Excerpts from a point labeling dataset:
———
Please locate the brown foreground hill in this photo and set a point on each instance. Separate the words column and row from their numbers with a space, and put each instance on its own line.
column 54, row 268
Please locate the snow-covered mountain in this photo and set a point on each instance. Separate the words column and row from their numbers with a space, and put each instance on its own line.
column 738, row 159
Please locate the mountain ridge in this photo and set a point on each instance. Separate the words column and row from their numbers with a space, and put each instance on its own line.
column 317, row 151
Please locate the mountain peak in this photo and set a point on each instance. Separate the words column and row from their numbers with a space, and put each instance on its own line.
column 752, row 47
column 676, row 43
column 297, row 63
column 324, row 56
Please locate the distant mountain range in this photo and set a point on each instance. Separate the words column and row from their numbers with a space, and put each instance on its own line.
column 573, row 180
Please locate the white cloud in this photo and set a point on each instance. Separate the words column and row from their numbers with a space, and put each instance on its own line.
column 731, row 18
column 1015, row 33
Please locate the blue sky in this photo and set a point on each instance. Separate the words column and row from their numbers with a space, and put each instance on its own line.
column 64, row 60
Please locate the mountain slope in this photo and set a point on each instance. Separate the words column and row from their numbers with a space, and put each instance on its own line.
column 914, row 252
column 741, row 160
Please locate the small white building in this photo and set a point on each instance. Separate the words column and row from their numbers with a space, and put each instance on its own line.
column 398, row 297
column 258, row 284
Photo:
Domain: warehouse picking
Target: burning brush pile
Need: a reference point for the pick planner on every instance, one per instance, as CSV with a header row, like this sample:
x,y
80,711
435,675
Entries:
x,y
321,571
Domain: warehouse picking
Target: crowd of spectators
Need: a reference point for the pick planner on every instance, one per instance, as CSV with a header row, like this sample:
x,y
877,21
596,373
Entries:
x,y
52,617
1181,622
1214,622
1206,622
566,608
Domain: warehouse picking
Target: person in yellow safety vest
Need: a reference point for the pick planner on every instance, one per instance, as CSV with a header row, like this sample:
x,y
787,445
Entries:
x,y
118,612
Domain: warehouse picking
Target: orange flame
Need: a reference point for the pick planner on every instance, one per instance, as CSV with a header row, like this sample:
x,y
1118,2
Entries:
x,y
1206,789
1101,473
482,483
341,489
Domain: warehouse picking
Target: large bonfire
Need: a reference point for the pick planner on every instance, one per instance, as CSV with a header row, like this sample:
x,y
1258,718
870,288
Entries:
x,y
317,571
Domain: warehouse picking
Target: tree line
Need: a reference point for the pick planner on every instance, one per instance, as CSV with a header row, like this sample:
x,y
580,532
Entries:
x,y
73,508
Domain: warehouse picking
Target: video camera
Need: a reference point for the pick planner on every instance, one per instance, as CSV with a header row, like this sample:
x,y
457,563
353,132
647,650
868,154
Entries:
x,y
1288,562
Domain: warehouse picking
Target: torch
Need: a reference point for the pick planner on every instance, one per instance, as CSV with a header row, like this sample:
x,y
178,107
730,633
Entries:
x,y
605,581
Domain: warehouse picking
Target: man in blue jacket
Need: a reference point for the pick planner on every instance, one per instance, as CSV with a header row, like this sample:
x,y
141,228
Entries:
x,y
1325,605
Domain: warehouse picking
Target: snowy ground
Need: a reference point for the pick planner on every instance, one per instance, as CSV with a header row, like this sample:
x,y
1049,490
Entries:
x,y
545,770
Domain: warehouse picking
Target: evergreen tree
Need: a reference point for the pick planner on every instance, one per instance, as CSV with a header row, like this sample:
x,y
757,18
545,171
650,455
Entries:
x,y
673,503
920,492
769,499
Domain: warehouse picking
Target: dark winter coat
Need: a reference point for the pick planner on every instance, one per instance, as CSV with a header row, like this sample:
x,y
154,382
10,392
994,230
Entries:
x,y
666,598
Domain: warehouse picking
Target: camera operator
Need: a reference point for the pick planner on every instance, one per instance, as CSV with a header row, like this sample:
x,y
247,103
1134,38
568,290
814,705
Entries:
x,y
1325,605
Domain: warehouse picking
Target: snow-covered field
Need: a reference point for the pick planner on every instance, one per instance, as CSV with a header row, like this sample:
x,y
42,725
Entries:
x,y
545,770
———
Your instructions: In the records above, repeat word for word the lines starting at the one containing "Please locate the snow-covered" and ending at the one containing "column 738, row 159", both included.

Solution for this task:
Please locate the snow-covered mountain in this photo and set a point on each instance. Separate the words column and row from their numbers with a space, and put each instance on its own line.
column 738, row 159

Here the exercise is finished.